LISTED ENTRIES:
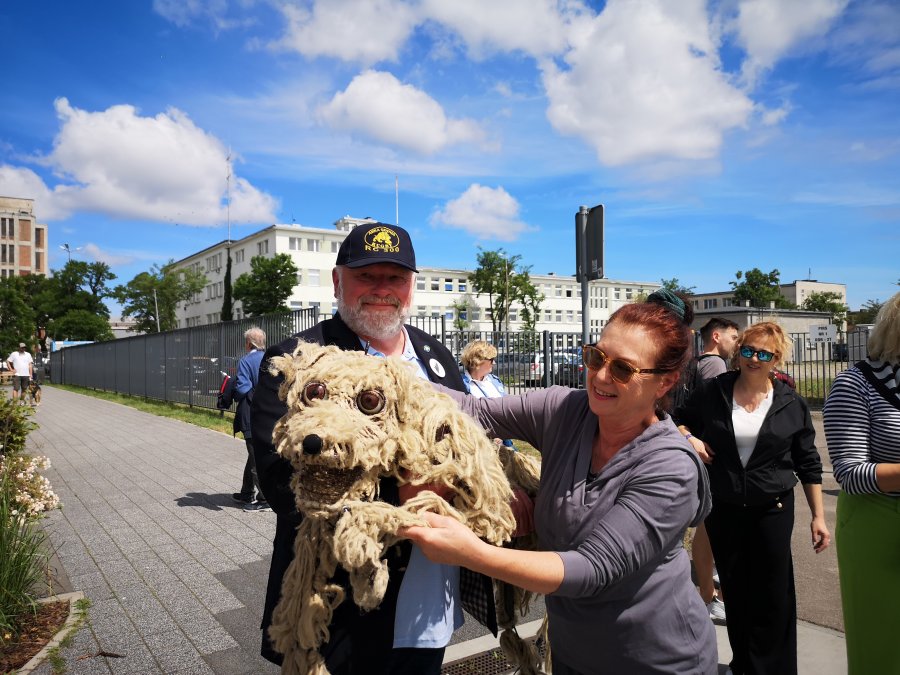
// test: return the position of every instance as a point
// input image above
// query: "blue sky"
(719, 136)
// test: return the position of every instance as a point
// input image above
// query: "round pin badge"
(438, 369)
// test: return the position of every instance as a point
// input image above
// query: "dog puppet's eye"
(314, 391)
(370, 401)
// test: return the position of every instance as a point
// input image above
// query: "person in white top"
(22, 365)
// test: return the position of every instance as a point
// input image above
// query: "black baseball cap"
(373, 243)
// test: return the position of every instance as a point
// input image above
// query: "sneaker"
(716, 610)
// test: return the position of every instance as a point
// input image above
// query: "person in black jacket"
(756, 436)
(373, 283)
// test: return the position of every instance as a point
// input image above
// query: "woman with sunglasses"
(756, 435)
(619, 487)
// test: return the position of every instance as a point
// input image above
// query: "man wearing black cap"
(374, 279)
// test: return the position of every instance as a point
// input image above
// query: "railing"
(186, 365)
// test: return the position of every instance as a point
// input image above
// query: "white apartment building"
(314, 250)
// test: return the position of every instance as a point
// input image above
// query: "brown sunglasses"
(621, 371)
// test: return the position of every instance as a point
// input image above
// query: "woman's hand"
(703, 450)
(445, 540)
(820, 535)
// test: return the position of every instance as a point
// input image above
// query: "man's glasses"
(747, 352)
(621, 371)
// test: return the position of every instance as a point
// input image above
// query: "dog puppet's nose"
(312, 445)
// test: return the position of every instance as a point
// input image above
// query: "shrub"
(25, 496)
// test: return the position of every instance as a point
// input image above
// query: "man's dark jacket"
(785, 447)
(359, 643)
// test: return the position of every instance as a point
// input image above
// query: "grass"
(201, 417)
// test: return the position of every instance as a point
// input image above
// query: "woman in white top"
(756, 436)
(477, 359)
(862, 425)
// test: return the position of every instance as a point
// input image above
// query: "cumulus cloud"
(153, 168)
(377, 105)
(769, 29)
(643, 82)
(488, 213)
(536, 27)
(365, 31)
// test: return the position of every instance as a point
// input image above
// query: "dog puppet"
(351, 420)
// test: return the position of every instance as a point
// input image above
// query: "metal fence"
(186, 365)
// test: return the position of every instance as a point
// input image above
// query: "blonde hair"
(476, 353)
(884, 340)
(767, 330)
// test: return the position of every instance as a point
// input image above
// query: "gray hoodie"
(626, 603)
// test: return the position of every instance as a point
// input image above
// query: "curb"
(39, 658)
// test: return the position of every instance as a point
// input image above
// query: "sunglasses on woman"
(761, 354)
(621, 371)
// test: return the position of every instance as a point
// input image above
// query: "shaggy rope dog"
(352, 419)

STATED TASK: All of the entries above should be duplicated exactly, except for the pictures.

FINAL RESULT:
// test: return the position of every instance as a point
// input image above
// query: "blue sky"
(719, 136)
// test: return the position of every instance as a point
// input image above
// query: "round pin badge"
(438, 369)
// test: return the position of every instance as a point
// input image above
// query: "dog puppet's eye"
(314, 391)
(370, 401)
// test: return the position of every instance as a point
// input image above
// query: "person in white top"
(22, 365)
// test: return the position of every instance as a point
// input image above
// query: "black baseball cap"
(373, 243)
// test: return the position of every instance as a point
// input image above
// query: "sneaker"
(716, 610)
// test: return the position of every instance as a point
// input image above
// query: "person in black jacket"
(756, 436)
(373, 283)
// test: return the position of every instance as a point
// input image above
// query: "woman with sunglasses"
(756, 435)
(619, 487)
// test: return the position of every instance as a point
// input image above
// query: "man wearing black cap"
(374, 279)
// test: return the position of every instance as a point
// input image above
// query: "railing"
(186, 365)
// test: return the position of every instance as a point
// input image above
// query: "white apartment building"
(314, 250)
// test: return the position of every instance as a point
// input image above
// query: "brown sunglasses"
(621, 371)
// test: return the position of every instance as a point
// input image above
// query: "woman's hand"
(703, 450)
(445, 540)
(820, 535)
// test: return the position of every instance as a point
// input image above
// query: "man's glasses"
(747, 352)
(621, 371)
// test: return the position of every instance as a point
// input image above
// query: "dog puppet's nose"
(312, 445)
// test: return the position of every instance as a point
// input image above
// query: "shrub"
(25, 496)
// test: return the position of every instance as a point
// input image above
// query: "man's dark jacket"
(785, 447)
(359, 643)
// test: return the position of every instance as a point
// input image above
// query: "grass"
(201, 417)
// test: return the position of every instance as a point
// input image above
// query: "woman in white top"
(756, 436)
(477, 359)
(862, 425)
// test: return the position of every instance as a point
// input image above
// query: "cumulus cloud"
(153, 168)
(377, 105)
(769, 29)
(643, 82)
(488, 213)
(536, 27)
(365, 31)
// test: return the position of every instance as a point
// input image above
// query: "dog puppet"
(351, 420)
// test: return the position of every instance as a point
// input image above
// query: "metal fence"
(186, 365)
// test: return the position of every instance as a point
// input image above
// query: "blonde hair"
(476, 353)
(884, 340)
(767, 330)
// test: return the position of every instance as a point
// input image above
// query: "gray hoodie"
(626, 603)
// test: return the position of every instance as a point
// input image above
// query: "curb"
(39, 658)
// test: return the position of every instance as a point
// input image above
// query: "sunglasses on woman"
(761, 354)
(621, 371)
// test: return the position of every instance as a point
// input image above
// query: "shaggy rope dog"
(352, 419)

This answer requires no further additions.